**READING TEXT**:
=======

Got this, but sudo apt install asciidoc fixed it:

make -C build

martindholmes commented 2 years ago

So I have a build from the branch, but the P5 tests fail the first time rnv is invoked with:

xmllint --noent --dropdtd testplus.xml | rnv testplus.rnc testplus.rnc:4853:20: error: syntax error: ")" expected, "" found testplus.rnc:4858:20: error: syntax error: ")" expected, "" found testplus.rnc:4884:20: error: syntax error: ")" expected, "" found testplus.rnc:4889:20: error: syntax error: ")" expected, "" found testplus.rnc:4966:17: error: syntax error: "}" expected, "{" found testplus.rnc:4968:3: error: syntax error: end of file expected, "}" found testplus.rnc:20776:31: error: missing start testplus.rnc:20776:31: error: undefined reference to 'xsd:float' ...and many more undefined refs to xsd:something...

I'm guessing this is something to do with the colon in the datatype.

sydb commented 2 years ago

Might be due to the unorthodox way I built it, but the good news is that the new pipe-instead version of rnv from @hartwork’s repo, namespace-separator branch seems to run perfectly well without that out of memory error. The bad news is it found all sorts of valid constructs inside some of our RNC files invalid. E.g.:

p5odds.rnc:3547:15: error: syntax error: "{" expected, "*" found
p5odds.rnc:3547:17: error: syntax error: "{" unexpected 
p5odds.rnc:3594:1: error: syntax error: end of file expected, "}" found
p5odds.rnc:15159:1: error: missing start
p5odds.rnc:15159:1: error: undefined reference to 'xsd:NMTOKEN'
p5odds.rnc:15159:1: error: undefined reference to 'xsd:ID'
p5odds.rnc:15159:1: error: undefined reference to 'xsd:IDREF'
p5odds.rnc:15159:1: error: undefined reference to 'xsd:QName'
p5odds.rnc:15159:1: error: undefined reference to 'xsd:anyURI'
p5odds.rnc:15159:1: error: undefined reference to 'xsd:NCName'
p5odds.rnc:15159:1: error: undefined reference to 'xsd:string'
sydb commented 2 years ago

Yes, it looks like complaints are centered on places where there are colons. But there are lots of places that have colons before that a:* on line 3547 that did not cause errors. (It is the first occurrence of “something-colon-asterisk”, though.)

=======

**PROVIDED DATA**:
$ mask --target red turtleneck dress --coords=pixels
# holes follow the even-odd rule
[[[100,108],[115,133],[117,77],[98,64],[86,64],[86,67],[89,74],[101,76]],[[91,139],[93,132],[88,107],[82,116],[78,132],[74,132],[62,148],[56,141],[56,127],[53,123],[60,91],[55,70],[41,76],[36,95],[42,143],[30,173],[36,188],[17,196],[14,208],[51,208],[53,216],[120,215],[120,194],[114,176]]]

=======

Rewrite the stretch of the build-error thread from "Got this, but" through "refs to xsd:something...", replacing "rnv" with "jing".

**RESPONSE TO THE TASK**:
Got this, but sudo apt install asciidoc fixed it:

make -C build

martindholmes commented 2 years ago

So I have a build from the branch, but the P5 tests fail the first time jing is invoked with:

xmllint --noent --dropdtd testplus.xml | jing testplus.rnc testplus.rnc:4853:20: error: syntax error: ")" expected, "" found testplus.rnc:4858:20: error: syntax error: ")" expected, "" found testplus.rnc:4884:20: error: syntax error: ")" expected, "" found testplus.rnc:4889:20: error: syntax error: ")" expected, "" found testplus.rnc:4966:17: error: syntax error: "}" expected, "{" found testplus.rnc:4968:3: error: syntax error: end of file expected, "}" found testplus.rnc:20776:31: error: missing start testplus.rnc:20776:31: error: undefined reference to 'xsd:float' ...and many more undefined refs to xsd:something...